(Stored records)
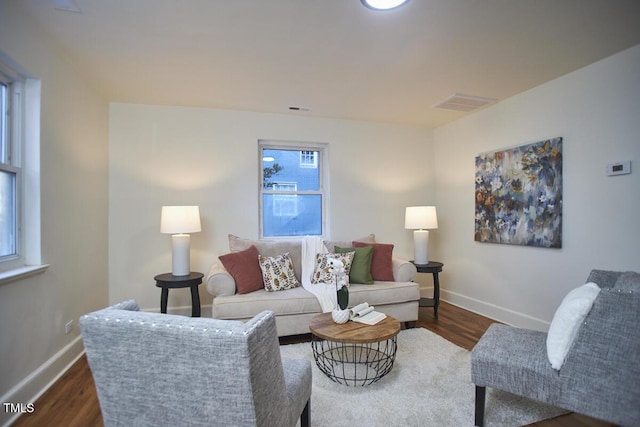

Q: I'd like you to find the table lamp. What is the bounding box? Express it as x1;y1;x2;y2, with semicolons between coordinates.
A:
404;206;438;265
160;206;202;276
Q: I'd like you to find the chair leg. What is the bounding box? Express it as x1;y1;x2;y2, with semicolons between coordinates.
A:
300;398;311;427
474;385;487;427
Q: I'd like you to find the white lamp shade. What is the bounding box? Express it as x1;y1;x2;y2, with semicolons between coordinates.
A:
160;206;202;234
404;206;438;230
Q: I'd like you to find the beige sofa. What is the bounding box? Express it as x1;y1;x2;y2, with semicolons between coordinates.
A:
204;235;420;336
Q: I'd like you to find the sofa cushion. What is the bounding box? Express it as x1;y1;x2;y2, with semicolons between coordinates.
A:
323;233;376;252
311;252;355;284
258;253;300;292
211;286;322;319
335;246;373;284
349;281;420;311
218;245;264;294
613;271;640;292
547;282;600;370
229;234;302;281
353;241;394;282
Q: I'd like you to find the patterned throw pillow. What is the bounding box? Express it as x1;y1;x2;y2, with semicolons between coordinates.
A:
311;252;355;285
258;253;300;292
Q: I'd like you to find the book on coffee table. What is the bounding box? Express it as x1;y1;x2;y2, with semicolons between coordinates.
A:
350;302;387;325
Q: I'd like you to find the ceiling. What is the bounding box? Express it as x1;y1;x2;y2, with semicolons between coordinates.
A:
17;0;640;127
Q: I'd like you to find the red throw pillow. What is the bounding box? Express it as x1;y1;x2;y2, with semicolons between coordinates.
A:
218;245;264;294
352;242;394;282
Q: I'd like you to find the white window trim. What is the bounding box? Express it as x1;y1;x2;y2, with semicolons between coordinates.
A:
0;51;49;285
258;139;330;240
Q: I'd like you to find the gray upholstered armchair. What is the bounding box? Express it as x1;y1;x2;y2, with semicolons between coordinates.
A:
471;270;640;426
80;301;311;427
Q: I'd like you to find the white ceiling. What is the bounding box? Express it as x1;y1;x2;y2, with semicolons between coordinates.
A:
16;0;640;127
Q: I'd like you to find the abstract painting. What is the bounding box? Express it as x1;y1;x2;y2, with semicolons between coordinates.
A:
475;137;562;248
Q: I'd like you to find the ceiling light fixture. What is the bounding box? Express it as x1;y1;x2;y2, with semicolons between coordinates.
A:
360;0;409;10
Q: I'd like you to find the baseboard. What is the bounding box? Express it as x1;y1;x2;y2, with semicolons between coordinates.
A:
0;336;84;427
440;289;550;332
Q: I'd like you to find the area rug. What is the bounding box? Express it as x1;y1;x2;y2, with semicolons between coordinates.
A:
280;328;566;427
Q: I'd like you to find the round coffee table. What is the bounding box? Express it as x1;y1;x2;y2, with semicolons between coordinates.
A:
309;313;400;386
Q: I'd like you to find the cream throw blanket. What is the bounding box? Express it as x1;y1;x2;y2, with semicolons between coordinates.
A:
301;236;338;313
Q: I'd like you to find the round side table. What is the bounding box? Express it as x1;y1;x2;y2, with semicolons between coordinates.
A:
153;271;204;317
411;261;444;319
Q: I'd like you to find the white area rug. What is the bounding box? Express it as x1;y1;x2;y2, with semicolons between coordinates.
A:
281;328;566;427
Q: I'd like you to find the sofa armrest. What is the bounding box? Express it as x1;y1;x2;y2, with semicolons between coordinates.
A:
391;258;418;282
204;262;236;297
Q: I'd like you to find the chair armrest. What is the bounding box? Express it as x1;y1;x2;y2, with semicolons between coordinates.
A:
391;258;418;282
204;262;236;297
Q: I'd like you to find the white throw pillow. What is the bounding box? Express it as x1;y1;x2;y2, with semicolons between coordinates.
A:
547;282;600;370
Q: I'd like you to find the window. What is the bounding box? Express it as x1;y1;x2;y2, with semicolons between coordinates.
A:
300;151;318;168
259;141;327;237
0;51;43;284
0;73;21;261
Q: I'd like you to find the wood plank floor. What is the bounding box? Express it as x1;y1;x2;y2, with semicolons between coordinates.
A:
13;302;614;427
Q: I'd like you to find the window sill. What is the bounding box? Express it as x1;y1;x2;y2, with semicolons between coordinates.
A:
0;264;49;285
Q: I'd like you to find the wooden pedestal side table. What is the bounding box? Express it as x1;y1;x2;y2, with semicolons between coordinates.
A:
309;313;400;386
411;261;444;319
153;271;204;317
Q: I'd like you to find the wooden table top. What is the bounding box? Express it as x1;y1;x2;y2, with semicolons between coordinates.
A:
309;313;400;344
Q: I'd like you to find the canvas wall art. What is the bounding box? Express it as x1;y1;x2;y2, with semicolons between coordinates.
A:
475;137;562;248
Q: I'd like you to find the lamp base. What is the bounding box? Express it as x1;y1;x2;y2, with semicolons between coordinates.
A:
171;234;191;276
413;230;429;265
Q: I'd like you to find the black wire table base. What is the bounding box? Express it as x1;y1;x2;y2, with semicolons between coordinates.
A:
311;335;398;386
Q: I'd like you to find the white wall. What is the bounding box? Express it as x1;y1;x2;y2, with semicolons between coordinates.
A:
0;2;108;424
109;104;435;315
434;46;640;330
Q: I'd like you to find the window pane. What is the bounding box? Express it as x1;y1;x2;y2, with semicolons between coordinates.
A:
0;83;9;163
262;149;320;191
0;170;16;257
262;194;322;236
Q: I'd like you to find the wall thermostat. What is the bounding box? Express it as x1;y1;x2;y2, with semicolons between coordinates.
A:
607;160;631;176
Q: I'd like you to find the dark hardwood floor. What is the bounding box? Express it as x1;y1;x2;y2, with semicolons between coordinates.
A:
13;302;613;427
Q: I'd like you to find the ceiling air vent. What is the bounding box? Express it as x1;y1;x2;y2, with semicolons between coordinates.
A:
433;93;497;111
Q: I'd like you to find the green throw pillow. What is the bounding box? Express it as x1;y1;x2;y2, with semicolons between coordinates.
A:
335;246;373;285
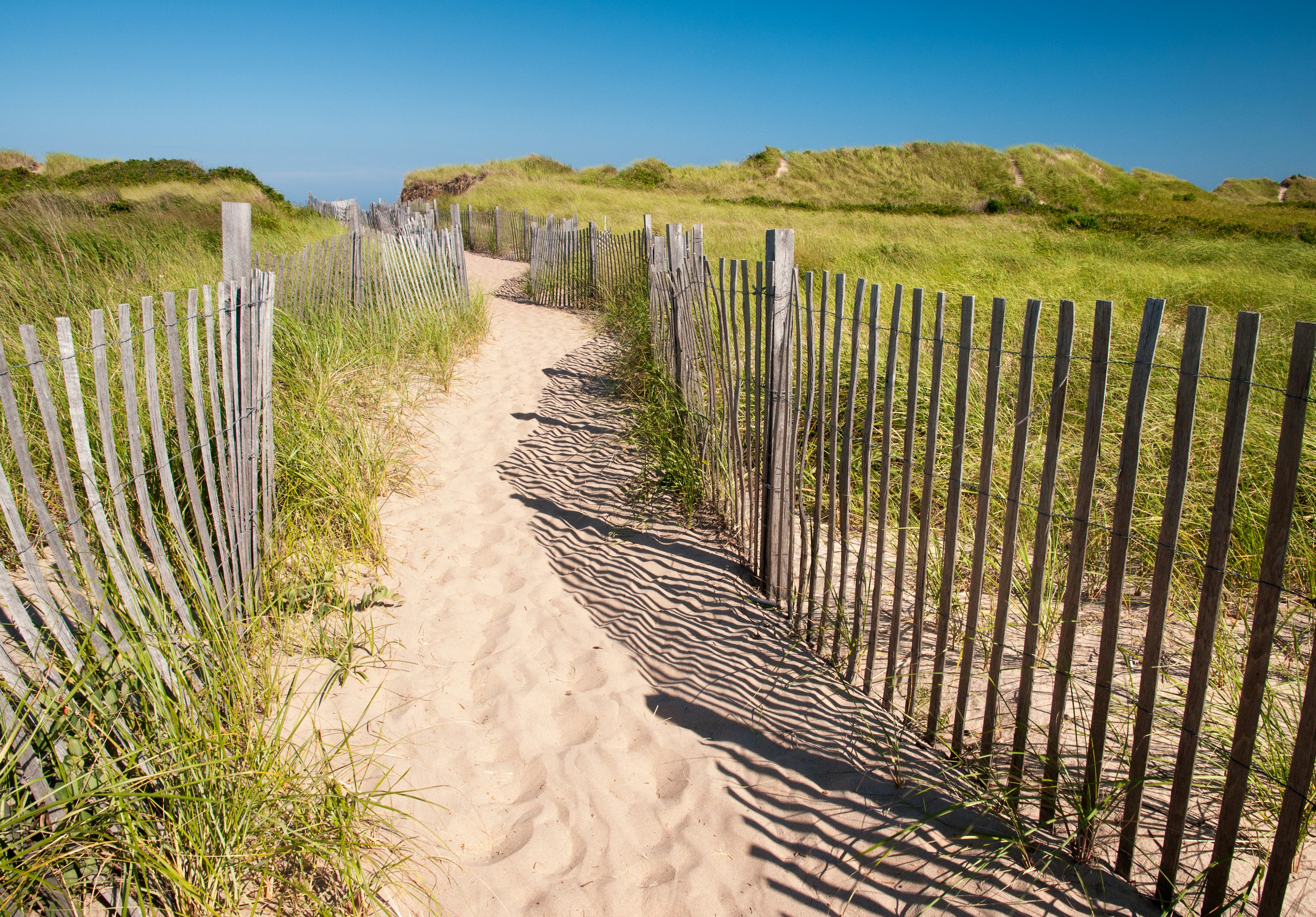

Written task – Rename "hardwood" to "oak" in the entries, starting at the line that has "Q: I'd like you to find the wall" and running through the last entry, and keep everything else unchanged. Leave the pictures out of your copy.

Response to the exercise –
Q: I'd like you to find the wall thermostat. What is the bounding box? Express it as x1;y1;x2;y2, with semicolons between coordinates.
A:
607;160;631;176
Q: I'd like you to find the dark oak floor. What is the bounding box? Express it as x1;y1;x2;y2, with semicolons between coordinates.
A:
13;302;613;427
Q: I'd like you to find the ceiling air vent. What is the bounding box? Express it as x1;y1;x2;y2, with semicolons between coordinates.
A:
433;93;497;111
Q: I'd like you to find the green throw pillow. What is the bounding box? Express it as x1;y1;x2;y2, with semicolons between coordinates.
A:
335;246;373;285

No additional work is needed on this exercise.